Frederic Hof: Jon, it is wonderful to be with you. I'm an admirer of Babel, and I recommend it to my students all the time.

Jon Alterman: That’s very kind. Fred, what’s this secret attempt for Syrian Israeli peace that you write about in the book?

Frederic Hof: It is about an attempt I made between April 2009 and March 2011 to build a foundation for and ultimately broker peace between Syria and Israel. It was largely a, back-channel effort in the sense that it was not publicized—especially when it got to the point where the two relevant leaders, Bashar al-Assad and Benjamin Netanyahu, were personally engaged in this effort. On Netanyahu's part, in particular, there was a strong disinclination for this to see the light of day—certainly in the preliminary stages. Therefore, it was a secret attempt at mediation. It was one that sadly came crashing down, beginning in the middle of March 2011 when the president of Syria, Bashar al-Assad, elected to use overwhelming deadly force against peaceful protestors. That convinced everybody else in the process that Assad was losing his legitimacy and really would not be in a position to speak for Syrians on matters of war and peace.

○ ○ ○

## [TASKS FOR THIS EXERCISE]
1. Answer these questions from the interview excerpt:
(a) What does Frederic Hof say he recommends to his students?
(b) Between which months and years did his attempt at Syrian-Israeli peace take place?
(c) Which two leaders became personally engaged in the effort?
2. Rewrite the interview excerpt from "Frederic Hof: Jon, it" up to and including "in the book?", substituting "colleagues" for "students".
3. Please list every person mentioned by name in the interview excerpt.
Answer using only the interview excerpt.

○ ○ ○

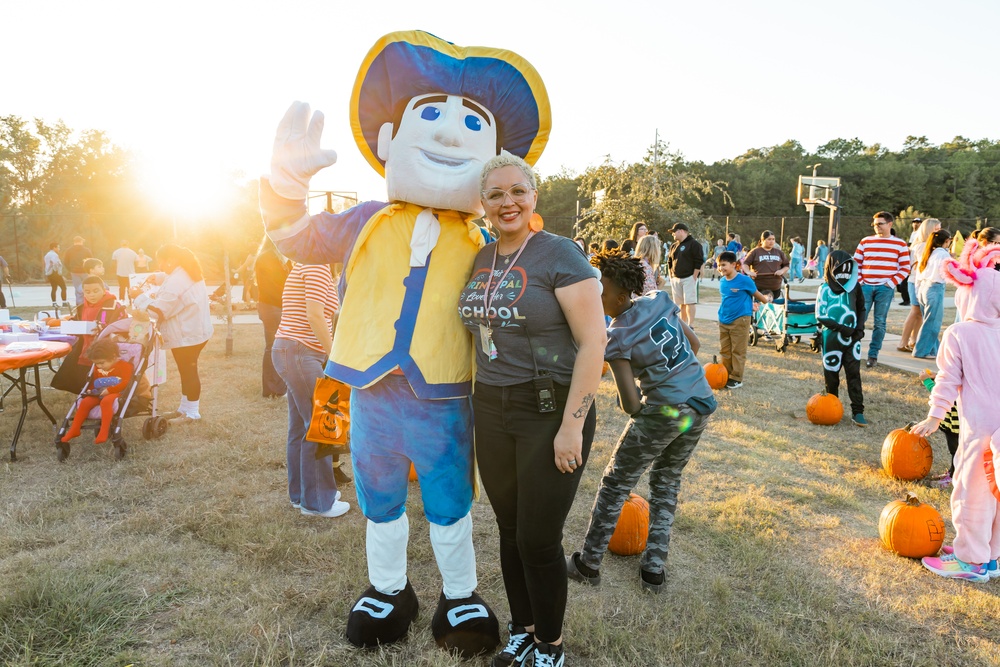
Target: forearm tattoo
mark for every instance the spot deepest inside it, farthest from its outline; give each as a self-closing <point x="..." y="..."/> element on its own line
<point x="584" y="406"/>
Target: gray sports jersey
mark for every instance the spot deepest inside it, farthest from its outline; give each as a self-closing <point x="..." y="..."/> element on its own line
<point x="650" y="337"/>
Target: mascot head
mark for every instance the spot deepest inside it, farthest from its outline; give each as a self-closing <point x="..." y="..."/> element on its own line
<point x="427" y="115"/>
<point x="840" y="272"/>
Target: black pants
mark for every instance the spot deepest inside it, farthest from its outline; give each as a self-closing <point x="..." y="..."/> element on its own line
<point x="187" y="367"/>
<point x="530" y="497"/>
<point x="56" y="282"/>
<point x="852" y="371"/>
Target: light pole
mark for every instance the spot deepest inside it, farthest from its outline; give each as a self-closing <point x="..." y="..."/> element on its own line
<point x="812" y="209"/>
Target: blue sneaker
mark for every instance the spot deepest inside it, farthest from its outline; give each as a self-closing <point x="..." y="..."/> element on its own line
<point x="950" y="567"/>
<point x="992" y="568"/>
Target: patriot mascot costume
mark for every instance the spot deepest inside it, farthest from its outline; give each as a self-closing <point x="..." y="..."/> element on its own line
<point x="427" y="115"/>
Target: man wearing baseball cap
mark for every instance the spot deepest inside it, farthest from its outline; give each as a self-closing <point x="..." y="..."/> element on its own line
<point x="684" y="260"/>
<point x="74" y="259"/>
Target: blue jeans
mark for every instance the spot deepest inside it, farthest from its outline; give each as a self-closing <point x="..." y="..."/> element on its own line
<point x="310" y="479"/>
<point x="881" y="297"/>
<point x="78" y="286"/>
<point x="931" y="299"/>
<point x="796" y="269"/>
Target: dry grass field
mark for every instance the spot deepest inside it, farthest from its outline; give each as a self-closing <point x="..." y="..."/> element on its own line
<point x="187" y="552"/>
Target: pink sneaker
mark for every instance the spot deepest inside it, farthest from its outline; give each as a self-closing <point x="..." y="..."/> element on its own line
<point x="950" y="567"/>
<point x="992" y="568"/>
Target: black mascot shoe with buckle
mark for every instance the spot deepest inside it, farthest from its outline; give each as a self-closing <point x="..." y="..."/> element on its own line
<point x="377" y="618"/>
<point x="467" y="625"/>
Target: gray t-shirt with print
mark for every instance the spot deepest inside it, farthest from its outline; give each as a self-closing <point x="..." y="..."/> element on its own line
<point x="524" y="307"/>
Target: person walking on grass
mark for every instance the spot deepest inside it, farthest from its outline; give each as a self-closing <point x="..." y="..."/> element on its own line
<point x="53" y="273"/>
<point x="738" y="293"/>
<point x="968" y="367"/>
<point x="124" y="258"/>
<point x="767" y="264"/>
<point x="685" y="262"/>
<point x="883" y="261"/>
<point x="798" y="259"/>
<point x="648" y="342"/>
<point x="930" y="293"/>
<point x="840" y="308"/>
<point x="74" y="259"/>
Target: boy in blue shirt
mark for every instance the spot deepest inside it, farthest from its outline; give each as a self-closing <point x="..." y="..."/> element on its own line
<point x="738" y="292"/>
<point x="648" y="342"/>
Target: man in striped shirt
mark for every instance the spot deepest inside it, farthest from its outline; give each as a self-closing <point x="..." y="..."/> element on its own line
<point x="884" y="262"/>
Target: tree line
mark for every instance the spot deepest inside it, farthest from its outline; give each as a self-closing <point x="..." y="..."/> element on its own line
<point x="56" y="183"/>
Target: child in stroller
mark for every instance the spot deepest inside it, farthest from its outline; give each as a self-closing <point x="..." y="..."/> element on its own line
<point x="108" y="380"/>
<point x="125" y="348"/>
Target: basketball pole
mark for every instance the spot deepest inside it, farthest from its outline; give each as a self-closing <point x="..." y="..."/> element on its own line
<point x="812" y="209"/>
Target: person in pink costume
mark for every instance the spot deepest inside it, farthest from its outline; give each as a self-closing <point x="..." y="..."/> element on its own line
<point x="969" y="365"/>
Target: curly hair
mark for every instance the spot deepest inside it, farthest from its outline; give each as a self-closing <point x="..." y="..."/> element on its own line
<point x="622" y="270"/>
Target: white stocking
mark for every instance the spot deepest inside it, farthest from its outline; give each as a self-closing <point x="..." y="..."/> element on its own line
<point x="455" y="557"/>
<point x="386" y="546"/>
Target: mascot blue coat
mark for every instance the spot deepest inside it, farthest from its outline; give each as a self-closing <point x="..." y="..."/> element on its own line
<point x="427" y="115"/>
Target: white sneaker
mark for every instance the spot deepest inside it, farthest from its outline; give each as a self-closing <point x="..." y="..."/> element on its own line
<point x="339" y="509"/>
<point x="298" y="506"/>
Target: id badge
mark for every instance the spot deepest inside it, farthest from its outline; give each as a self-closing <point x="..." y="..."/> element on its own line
<point x="485" y="338"/>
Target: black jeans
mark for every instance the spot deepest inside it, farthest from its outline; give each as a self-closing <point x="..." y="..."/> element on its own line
<point x="852" y="372"/>
<point x="530" y="498"/>
<point x="187" y="367"/>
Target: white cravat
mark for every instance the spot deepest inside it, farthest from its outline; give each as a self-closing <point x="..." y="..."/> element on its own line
<point x="426" y="231"/>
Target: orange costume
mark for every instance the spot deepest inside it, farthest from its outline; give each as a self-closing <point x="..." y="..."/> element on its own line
<point x="122" y="370"/>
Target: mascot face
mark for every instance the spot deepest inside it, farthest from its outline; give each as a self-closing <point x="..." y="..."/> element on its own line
<point x="438" y="152"/>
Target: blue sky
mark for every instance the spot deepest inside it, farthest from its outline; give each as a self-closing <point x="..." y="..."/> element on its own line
<point x="198" y="87"/>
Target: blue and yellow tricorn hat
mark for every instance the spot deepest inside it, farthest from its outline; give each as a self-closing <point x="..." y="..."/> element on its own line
<point x="405" y="64"/>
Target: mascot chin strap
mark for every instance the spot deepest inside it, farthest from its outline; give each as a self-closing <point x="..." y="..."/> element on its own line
<point x="386" y="546"/>
<point x="426" y="232"/>
<point x="455" y="557"/>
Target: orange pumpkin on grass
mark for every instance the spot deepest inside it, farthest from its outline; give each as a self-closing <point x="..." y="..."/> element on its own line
<point x="632" y="530"/>
<point x="716" y="374"/>
<point x="906" y="456"/>
<point x="824" y="409"/>
<point x="910" y="528"/>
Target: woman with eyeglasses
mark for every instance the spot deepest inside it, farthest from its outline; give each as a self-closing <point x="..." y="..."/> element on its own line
<point x="533" y="304"/>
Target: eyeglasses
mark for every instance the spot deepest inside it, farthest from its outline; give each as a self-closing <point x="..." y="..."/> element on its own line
<point x="519" y="193"/>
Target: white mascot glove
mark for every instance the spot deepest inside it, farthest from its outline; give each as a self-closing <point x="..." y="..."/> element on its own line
<point x="297" y="156"/>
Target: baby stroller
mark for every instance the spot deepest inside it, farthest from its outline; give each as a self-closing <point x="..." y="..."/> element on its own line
<point x="785" y="321"/>
<point x="139" y="344"/>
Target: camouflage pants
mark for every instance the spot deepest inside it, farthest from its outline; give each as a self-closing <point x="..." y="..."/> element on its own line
<point x="661" y="438"/>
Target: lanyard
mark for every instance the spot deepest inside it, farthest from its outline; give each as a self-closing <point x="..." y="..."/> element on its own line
<point x="485" y="332"/>
<point x="489" y="296"/>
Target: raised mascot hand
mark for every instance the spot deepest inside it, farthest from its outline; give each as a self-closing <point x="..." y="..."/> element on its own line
<point x="297" y="155"/>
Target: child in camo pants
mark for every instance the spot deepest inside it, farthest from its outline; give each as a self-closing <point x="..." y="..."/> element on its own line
<point x="648" y="342"/>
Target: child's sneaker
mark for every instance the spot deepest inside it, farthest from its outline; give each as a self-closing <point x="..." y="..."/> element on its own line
<point x="577" y="571"/>
<point x="992" y="568"/>
<point x="519" y="645"/>
<point x="651" y="582"/>
<point x="339" y="508"/>
<point x="549" y="655"/>
<point x="950" y="567"/>
<point x="942" y="482"/>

○ ○ ○

## [ANSWERS TO EACH TASK]
1.
(a) Babel
(b) Between April 2009 and March 2011
(c) Bashar al-Assad and Benjamin Netanyahu

2.
Frederic Hof: Jon, it is wonderful to be with you. I'm an admirer of Babel, and I recommend it to my colleagues all the time.

Jon Alterman: That’s very kind. Fred, what’s this secret attempt for Syrian Israeli peace that you write about in the book?

3. Frederic Hof, Jon Alterman, Bashar al-Assad, Benjamin Netanyahu